Подписаться
на новости разделов:

Выберите RSS-ленту:

XXI век станет либо веком тотального обострения смертоносного кризиса, либо же веком морального очищения и духовного выздоровления человечества. Его всестороннего возрождения. Убежден, все мы – все разумные политические силы, все духовные и идейные течения, все конфессии – призваны содействовать этому переходу, победе человечности и справедливости. Тому, чтобы XXI век стал веком возрождения, веком Человека.

     
English English

Публикации в СМИ

К списку новостей
26 февраля 2016

Анатолий Черняев. XX съезд. Вид с галерки.

Видимо, в России и вообще во всем мире я единственный человек, который не просто жил в то время, во время ХХ съезда, а присутствовал на этом съезде. Это, наверное, уже явление уникальное.

▸ **Задание 1**
Ответьте по тексту на вопросы:
(a) Какой датой помечена публикация?
(b) Какими двумя веками, согласно тексту, может стать XXI век?
(c) На каком съезде присутствовал рассказчик?
▸ **Задание 2**
Выпишите из записей каждую строку, в которой встречается слово «front».

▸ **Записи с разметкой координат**

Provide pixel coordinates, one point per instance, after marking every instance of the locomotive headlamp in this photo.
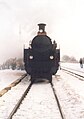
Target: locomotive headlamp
(51, 57)
(30, 57)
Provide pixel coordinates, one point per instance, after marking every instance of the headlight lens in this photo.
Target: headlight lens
(30, 57)
(51, 57)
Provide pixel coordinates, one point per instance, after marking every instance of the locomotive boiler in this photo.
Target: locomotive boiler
(41, 59)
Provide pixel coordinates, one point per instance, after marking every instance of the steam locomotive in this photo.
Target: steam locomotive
(41, 59)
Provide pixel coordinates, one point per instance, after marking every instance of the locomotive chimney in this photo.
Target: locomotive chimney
(41, 29)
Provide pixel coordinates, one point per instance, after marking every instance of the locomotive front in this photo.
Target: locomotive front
(42, 58)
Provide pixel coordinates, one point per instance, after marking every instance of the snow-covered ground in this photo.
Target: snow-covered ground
(73, 66)
(69, 90)
(8, 76)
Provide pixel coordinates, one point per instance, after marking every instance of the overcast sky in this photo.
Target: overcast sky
(19, 19)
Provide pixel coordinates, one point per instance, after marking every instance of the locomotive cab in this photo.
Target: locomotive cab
(42, 59)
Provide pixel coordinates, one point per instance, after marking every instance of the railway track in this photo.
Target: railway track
(7, 88)
(73, 72)
(40, 101)
(37, 107)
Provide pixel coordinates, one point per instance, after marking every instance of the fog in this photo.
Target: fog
(19, 19)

▸ **Правильный ответ 1**
(a) 26 февраля 2016.
(b) Либо веком тотального обострения смертоносного кризиса, либо веком морального очищения и духовного выздоровления человечества.
(c) На ХХ съезде.

▸ **Правильный ответ 2**
Provide pixel coordinates, one point per instance, after marking every instance of the locomotive front in this photo.
Target: locomotive front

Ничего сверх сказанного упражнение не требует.